# SIP 16" Mini Variable Wood Lathe (230V) 01492 Motor Problem



## WoodySteve (26 Sep 2013)

Hi, I have a SIP 16" Mini Variable Wood Lathe (230V) 01492 i brought it from ebay of someone local for £60 sold as seen so i thought i would take a chance with it. 
i got it home and plugged it in it worked for 5mins than a grinding noise come from the motor, so i took the motor apart to find the brushes holder was broken and i cant get the parts to fix it. i contacted SIP direct and they said that im going to have to buy a new motor at £169 which is well over my budget. 
does anyone know if i can get a motor for the lathe cheaper than £169 ?
or where i can purchase the brushes holder. 

regards
steve


----------



## wizard (26 Sep 2013)

I would put it back on ebay and sell it for spares or repair, a few years ago i bought quite a few sip tools and they were all a load of rubbish. Got rid of it all now and replaced it with good very old machines that will last forever or is worth repairing.


----------



## WoodySteve (26 Sep 2013)

wizard":3hd2tof5 said:


> I would put it back on ebay and sell it for spares or repair, a few years ago i bought quite a few sip tools and they were all a load of rubbish. Got rid of it all now and replaced it with good very old machines that will last forever or is worth repairing.



Thanks for the advice and i think you are right. best thing is to sell it as spares or repairs on ebay. 

Regards
Steve


----------



## WoodySteve (26 Sep 2013)

thats what im looking for is the whole brush holder unit. if i can fix it i might get my money back


----------



## NikNak (27 Sep 2013)

Steve...

Any of the parts you're after listed here..?

http://www.sipuk.co.uk/parts/3.%20Works ... orking.htm


Nick


----------



## WoodySteve (29 Sep 2013)

NikNak":2d7mrv3m said:


> Steve...
> 
> Any of the parts you're after listed here..?
> 
> ...


Hi Nick, no they dont stock the part i need, SIP said the only thing i can do is buy a new motor for £169 (hammer)

## Prompt A
Answer from the lathe motor thread:
(i) How much did Steve pay for the lathe?
(ii) What price did SIP quote him for a new motor?
(iii) What did wizard advise him to do with the lathe?

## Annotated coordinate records
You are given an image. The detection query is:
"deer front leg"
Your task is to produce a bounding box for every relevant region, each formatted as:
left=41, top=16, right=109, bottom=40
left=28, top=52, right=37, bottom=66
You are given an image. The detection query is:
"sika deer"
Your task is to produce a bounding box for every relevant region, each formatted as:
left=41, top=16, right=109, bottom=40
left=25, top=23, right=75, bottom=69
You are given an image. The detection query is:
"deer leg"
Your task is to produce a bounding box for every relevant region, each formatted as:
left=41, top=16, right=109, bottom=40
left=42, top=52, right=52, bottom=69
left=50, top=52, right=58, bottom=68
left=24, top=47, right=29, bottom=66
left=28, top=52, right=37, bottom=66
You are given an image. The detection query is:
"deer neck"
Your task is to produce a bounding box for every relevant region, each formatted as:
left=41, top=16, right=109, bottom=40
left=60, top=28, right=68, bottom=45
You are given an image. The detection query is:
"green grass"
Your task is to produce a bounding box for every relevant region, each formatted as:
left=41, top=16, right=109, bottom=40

## Prompt B
Reformat the records as a numbered list without blank lines, from the first line of the records up to and including the line with "left=25, top=23, right=75, bottom=69".

## Correct result A
(i) £60
(ii) £169
(iii) Put it back on eBay and sell it for spares or repair.

## Correct result B
1. You are given an image. The detection query is:
2. "deer front leg"
3. Your task is to produce a bounding box for every relevant region, each formatted as:
4. left=41, top=16, right=109, bottom=40
5. left=28, top=52, right=37, bottom=66
6. You are given an image. The detection query is:
7. "sika deer"
8. Your task is to produce a bounding box for every relevant region, each formatted as:
9. left=41, top=16, right=109, bottom=40
10. left=25, top=23, right=75, bottom=69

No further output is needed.